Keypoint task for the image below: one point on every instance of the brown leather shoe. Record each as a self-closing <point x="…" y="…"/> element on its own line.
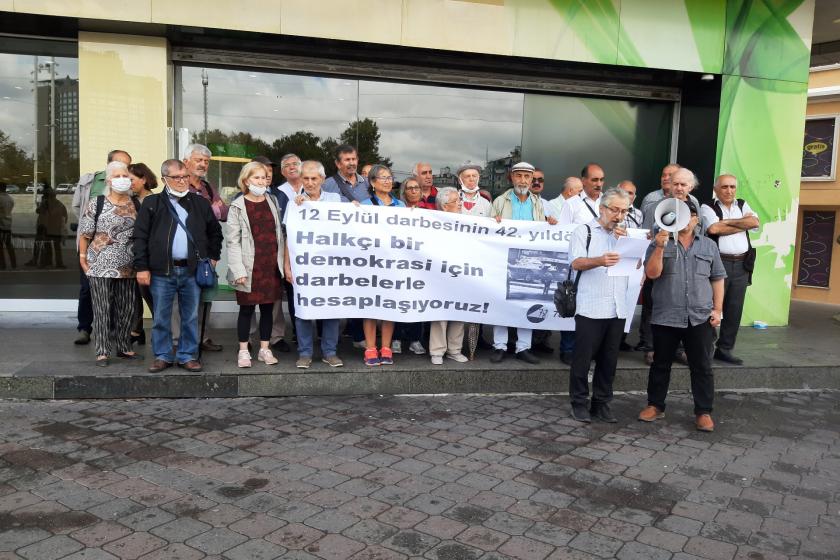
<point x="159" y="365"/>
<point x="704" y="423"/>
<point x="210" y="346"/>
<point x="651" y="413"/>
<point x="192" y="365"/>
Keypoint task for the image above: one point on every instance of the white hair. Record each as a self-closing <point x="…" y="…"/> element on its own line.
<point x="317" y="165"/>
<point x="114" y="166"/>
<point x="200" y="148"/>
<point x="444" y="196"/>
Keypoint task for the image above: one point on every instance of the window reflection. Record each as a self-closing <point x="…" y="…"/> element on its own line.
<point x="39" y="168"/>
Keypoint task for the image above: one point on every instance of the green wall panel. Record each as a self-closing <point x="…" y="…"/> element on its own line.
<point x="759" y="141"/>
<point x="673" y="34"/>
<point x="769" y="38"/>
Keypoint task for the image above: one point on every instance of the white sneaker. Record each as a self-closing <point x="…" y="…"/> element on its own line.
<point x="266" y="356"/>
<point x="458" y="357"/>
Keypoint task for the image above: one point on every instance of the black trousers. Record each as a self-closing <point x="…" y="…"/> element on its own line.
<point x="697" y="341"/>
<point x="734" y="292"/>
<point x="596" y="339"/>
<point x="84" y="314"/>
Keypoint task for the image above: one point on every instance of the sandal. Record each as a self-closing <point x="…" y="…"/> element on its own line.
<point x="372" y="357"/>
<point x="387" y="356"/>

* * * * * * * * *

GIVEN REQUEST:
Copy out every item above verbatim, keeping the line breaks. Omit the picture.

COMPLETED EXERCISE:
Keypoint task for the image below: one point on every instance of the brown leather shoe. Record each as a self-closing <point x="…" y="…"/> element on its own line.
<point x="159" y="365"/>
<point x="704" y="423"/>
<point x="210" y="346"/>
<point x="651" y="413"/>
<point x="192" y="365"/>
Keypoint task for the image above: one point on every instance of the white hair. Record each as a self-closing <point x="…" y="…"/> element on its own line.
<point x="317" y="165"/>
<point x="114" y="166"/>
<point x="200" y="148"/>
<point x="444" y="196"/>
Keypoint task for the image above: one point on every instance of the window reflection. Record each as a self-closing <point x="…" y="…"/> element on its own line.
<point x="39" y="168"/>
Keypoint task for the image above: one point on every instance of the green wall panel. Record each as a self-closing <point x="…" y="…"/> element on its own line.
<point x="759" y="141"/>
<point x="673" y="34"/>
<point x="769" y="38"/>
Keypoint task for the image above: one point on every instance of the white sneaker. Record each as a self-closing <point x="…" y="…"/> element on its own line.
<point x="266" y="356"/>
<point x="458" y="357"/>
Keypoint task for the image above: one point on every instance of the black trousers. Record each as a self-closing <point x="…" y="…"/> element on its own line.
<point x="697" y="341"/>
<point x="734" y="292"/>
<point x="596" y="339"/>
<point x="84" y="314"/>
Keypoint task for the image above: one point on every instance of the sandal. Record each as a self-closing <point x="…" y="…"/> element on its own line.
<point x="372" y="357"/>
<point x="387" y="356"/>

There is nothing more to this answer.